The problem ::
All of the data below is to be printed again exactly.

[Natural-language object grounding data]
Segment Open
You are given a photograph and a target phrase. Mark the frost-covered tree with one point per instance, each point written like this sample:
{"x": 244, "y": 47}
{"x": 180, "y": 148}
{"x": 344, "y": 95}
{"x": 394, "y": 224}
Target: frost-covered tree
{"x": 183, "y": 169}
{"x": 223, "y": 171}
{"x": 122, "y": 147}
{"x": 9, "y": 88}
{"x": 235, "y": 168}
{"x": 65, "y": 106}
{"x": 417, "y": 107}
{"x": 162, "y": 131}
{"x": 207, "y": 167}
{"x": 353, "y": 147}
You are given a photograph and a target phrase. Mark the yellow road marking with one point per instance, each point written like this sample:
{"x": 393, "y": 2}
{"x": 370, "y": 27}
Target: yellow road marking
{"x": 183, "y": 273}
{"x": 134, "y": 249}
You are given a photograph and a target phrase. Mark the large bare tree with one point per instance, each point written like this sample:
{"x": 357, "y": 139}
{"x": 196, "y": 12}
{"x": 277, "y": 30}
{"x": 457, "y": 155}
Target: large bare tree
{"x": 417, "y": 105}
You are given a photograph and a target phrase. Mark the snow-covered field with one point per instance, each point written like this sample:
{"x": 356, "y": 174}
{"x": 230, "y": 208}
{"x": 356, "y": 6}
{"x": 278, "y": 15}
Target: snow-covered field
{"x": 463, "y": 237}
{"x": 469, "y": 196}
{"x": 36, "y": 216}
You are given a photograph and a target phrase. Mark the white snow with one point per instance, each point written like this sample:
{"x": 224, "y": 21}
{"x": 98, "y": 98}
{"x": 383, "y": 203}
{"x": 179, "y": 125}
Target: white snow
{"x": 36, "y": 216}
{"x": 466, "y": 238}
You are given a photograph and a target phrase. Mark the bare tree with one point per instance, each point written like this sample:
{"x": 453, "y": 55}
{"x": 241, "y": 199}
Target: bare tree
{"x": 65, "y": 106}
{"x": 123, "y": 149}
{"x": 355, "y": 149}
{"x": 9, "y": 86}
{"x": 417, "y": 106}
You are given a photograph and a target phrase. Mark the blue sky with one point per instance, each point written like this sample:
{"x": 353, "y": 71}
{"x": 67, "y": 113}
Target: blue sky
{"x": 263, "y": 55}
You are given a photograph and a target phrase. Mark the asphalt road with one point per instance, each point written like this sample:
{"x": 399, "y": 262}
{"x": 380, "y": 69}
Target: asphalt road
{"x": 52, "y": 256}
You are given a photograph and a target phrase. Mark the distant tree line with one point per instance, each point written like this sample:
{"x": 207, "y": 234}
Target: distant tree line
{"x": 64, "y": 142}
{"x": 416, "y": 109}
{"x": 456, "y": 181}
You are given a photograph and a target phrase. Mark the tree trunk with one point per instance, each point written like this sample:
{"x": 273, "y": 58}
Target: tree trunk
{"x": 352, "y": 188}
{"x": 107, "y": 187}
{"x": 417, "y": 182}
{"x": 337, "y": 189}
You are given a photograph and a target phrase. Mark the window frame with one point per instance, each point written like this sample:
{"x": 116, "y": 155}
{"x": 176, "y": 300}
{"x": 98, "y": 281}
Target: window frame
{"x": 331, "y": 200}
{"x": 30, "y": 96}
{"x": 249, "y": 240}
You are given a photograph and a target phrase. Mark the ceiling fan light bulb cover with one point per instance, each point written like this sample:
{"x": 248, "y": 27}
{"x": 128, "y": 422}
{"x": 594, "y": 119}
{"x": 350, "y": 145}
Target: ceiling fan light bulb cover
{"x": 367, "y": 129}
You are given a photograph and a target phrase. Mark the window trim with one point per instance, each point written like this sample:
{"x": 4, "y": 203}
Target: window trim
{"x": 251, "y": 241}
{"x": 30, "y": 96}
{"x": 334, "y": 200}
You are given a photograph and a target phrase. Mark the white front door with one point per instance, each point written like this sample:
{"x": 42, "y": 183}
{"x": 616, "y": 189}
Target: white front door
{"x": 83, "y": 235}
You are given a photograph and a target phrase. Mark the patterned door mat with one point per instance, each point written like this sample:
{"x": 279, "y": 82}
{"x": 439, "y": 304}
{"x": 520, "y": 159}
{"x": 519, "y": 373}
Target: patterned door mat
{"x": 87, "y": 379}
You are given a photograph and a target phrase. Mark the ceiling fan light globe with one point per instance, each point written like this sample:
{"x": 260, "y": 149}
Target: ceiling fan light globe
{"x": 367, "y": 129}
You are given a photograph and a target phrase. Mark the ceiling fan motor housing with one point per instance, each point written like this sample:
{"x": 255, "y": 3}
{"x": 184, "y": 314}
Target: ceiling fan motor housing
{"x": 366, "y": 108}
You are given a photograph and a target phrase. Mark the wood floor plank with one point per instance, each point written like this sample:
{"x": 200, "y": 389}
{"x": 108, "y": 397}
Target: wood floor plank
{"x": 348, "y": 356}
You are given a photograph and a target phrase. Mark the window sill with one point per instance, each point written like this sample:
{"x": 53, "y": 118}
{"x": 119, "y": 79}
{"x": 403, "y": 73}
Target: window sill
Segment Closed
Response for this exercise ::
You are given a photograph and a target phrase. Mark the frost-covered tree with one point per instance, each point written like this sample:
{"x": 244, "y": 47}
{"x": 180, "y": 148}
{"x": 344, "y": 95}
{"x": 394, "y": 224}
Target: frost-covered tree
{"x": 183, "y": 169}
{"x": 223, "y": 171}
{"x": 122, "y": 147}
{"x": 9, "y": 88}
{"x": 235, "y": 168}
{"x": 65, "y": 106}
{"x": 417, "y": 107}
{"x": 162, "y": 131}
{"x": 207, "y": 167}
{"x": 353, "y": 147}
You are given a photograph and a target phrase. Mark the yellow road marking with one point per instance, each point written like this sample:
{"x": 393, "y": 2}
{"x": 370, "y": 27}
Target: yellow road marking
{"x": 183, "y": 273}
{"x": 134, "y": 249}
You are given a photograph and a target phrase. Mark the large bare tree with one point per instance, each point written like this sample:
{"x": 357, "y": 139}
{"x": 196, "y": 12}
{"x": 277, "y": 30}
{"x": 457, "y": 155}
Target: large bare tree
{"x": 417, "y": 105}
You are given a photograph and a target phrase. Mark the snow-covered field with one point per instance, each point written like this sample:
{"x": 356, "y": 174}
{"x": 230, "y": 208}
{"x": 356, "y": 6}
{"x": 278, "y": 15}
Target: snow-covered field
{"x": 463, "y": 237}
{"x": 469, "y": 196}
{"x": 36, "y": 216}
You are given a photograph and a target phrase. Mark the white snow with one point per instance, each point written like this sample:
{"x": 224, "y": 21}
{"x": 98, "y": 98}
{"x": 383, "y": 203}
{"x": 179, "y": 125}
Target: white snow
{"x": 36, "y": 216}
{"x": 466, "y": 238}
You are given a photograph and a target phrase. Mark the bare tree with one point per instance, each point written like this sample:
{"x": 453, "y": 55}
{"x": 241, "y": 199}
Target: bare tree
{"x": 65, "y": 106}
{"x": 123, "y": 149}
{"x": 355, "y": 149}
{"x": 9, "y": 86}
{"x": 417, "y": 106}
You are given a photograph and a target phrase. Mark the blue sky with one point per instance, each point written like this sample:
{"x": 353, "y": 71}
{"x": 67, "y": 113}
Target: blue sky
{"x": 263, "y": 55}
You are given a photograph and a target phrase. Mark the asphalt road with one point per instance, each point written like this sample:
{"x": 399, "y": 262}
{"x": 380, "y": 69}
Target: asphalt road
{"x": 52, "y": 256}
You are given a photograph and a target phrase. Mark the distant tree line with one point per instance, each point written like this sample:
{"x": 207, "y": 234}
Target: distant tree line
{"x": 64, "y": 142}
{"x": 416, "y": 109}
{"x": 456, "y": 181}
You are given a photograph and a target phrase. Mark the tree trunk with one point per instance, each point written like this sample:
{"x": 273, "y": 58}
Target: tree trunk
{"x": 352, "y": 188}
{"x": 107, "y": 187}
{"x": 417, "y": 182}
{"x": 337, "y": 189}
You are given a photograph and a target phrase. Mark the window frame with one point per instance, each point written like this sample:
{"x": 116, "y": 155}
{"x": 176, "y": 300}
{"x": 98, "y": 281}
Target: window frame
{"x": 331, "y": 200}
{"x": 30, "y": 96}
{"x": 249, "y": 240}
You are given a photograph and a target phrase. Mark the ceiling fan light bulb cover with one point per instance, each point written like this sample:
{"x": 248, "y": 27}
{"x": 128, "y": 422}
{"x": 594, "y": 119}
{"x": 350, "y": 145}
Target: ceiling fan light bulb cover
{"x": 367, "y": 129}
You are given a photograph and a target phrase. Mark the window trim with one point per instance, each point written like this sample:
{"x": 4, "y": 203}
Target: window trim
{"x": 251, "y": 241}
{"x": 30, "y": 96}
{"x": 334, "y": 200}
You are given a photograph and a target phrase. Mark the white front door with one point per instance, each point written like this sample:
{"x": 42, "y": 183}
{"x": 616, "y": 189}
Target: white front door
{"x": 83, "y": 235}
You are given a photograph and a target phrase. Mark the patterned door mat with one point per instance, each point written like this sample:
{"x": 279, "y": 82}
{"x": 439, "y": 304}
{"x": 520, "y": 159}
{"x": 519, "y": 373}
Target: patterned door mat
{"x": 87, "y": 379}
You are given a photograph and a target phrase. Mark the ceiling fan light globe with one point per instance, each point written like this sample:
{"x": 260, "y": 149}
Target: ceiling fan light globe
{"x": 367, "y": 129}
You are given a photograph and a target phrase. Mark the ceiling fan motor housing with one point per instance, each point written like this sample:
{"x": 255, "y": 3}
{"x": 184, "y": 314}
Target: ceiling fan motor housing
{"x": 366, "y": 108}
You are given a photograph and a target phrase. Mark the wood floor plank with one point per instance, each point written like this sample:
{"x": 200, "y": 389}
{"x": 108, "y": 397}
Target: wood floor plank
{"x": 348, "y": 356}
You are given a photograph and a target phrase. Mark the window sill with one point per instance, each point written like this sample:
{"x": 53, "y": 118}
{"x": 119, "y": 79}
{"x": 403, "y": 73}
Target: window sill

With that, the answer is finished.